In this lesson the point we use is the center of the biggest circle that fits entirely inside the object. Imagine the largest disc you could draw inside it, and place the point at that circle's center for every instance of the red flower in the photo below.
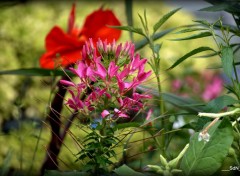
(65, 48)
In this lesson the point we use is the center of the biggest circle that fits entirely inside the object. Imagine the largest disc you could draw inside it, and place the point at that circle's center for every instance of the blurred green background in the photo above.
(23, 27)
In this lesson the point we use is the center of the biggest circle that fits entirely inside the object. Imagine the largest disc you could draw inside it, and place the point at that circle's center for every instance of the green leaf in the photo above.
(206, 158)
(130, 29)
(190, 30)
(140, 44)
(36, 72)
(221, 7)
(227, 60)
(195, 36)
(124, 170)
(191, 53)
(164, 19)
(219, 103)
(127, 125)
(185, 103)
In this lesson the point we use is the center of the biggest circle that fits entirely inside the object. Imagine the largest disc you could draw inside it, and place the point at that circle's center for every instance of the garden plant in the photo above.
****
_Requirement_.
Your task is to retype the listing exactly, without its pictures.

_Answer to this task_.
In this lesson the point we use is the center of the biggest circle that fits entirely inside the object. Imagine the largest disc you could draw inside it, and place the point at that circle's center for every instance of the red flower in the photo below.
(65, 48)
In this lesson the point we use is the center of the biggest circle that fits entirely inside the object. Imagine the largest disc you could draw inside it, and place the point at that circle's center for every instance of the blurred green background in the photo above.
(23, 27)
In this lesson the point we use is the center of the biggest circle that fits entirely inside the object. Imagine the largest disc you could draw inside it, and place the point at that circle's center for every instance of the green leaf in the photo above.
(206, 158)
(130, 29)
(190, 30)
(140, 44)
(36, 72)
(221, 7)
(227, 60)
(195, 36)
(124, 170)
(191, 53)
(164, 19)
(219, 103)
(127, 125)
(185, 103)
In this lesson the point we use is the center of the biggest circle that fits entirely inside the object. Imagine the largest disc you could draw inside it, and place the point at that circle's center for every instance of the garden plant in the photo above.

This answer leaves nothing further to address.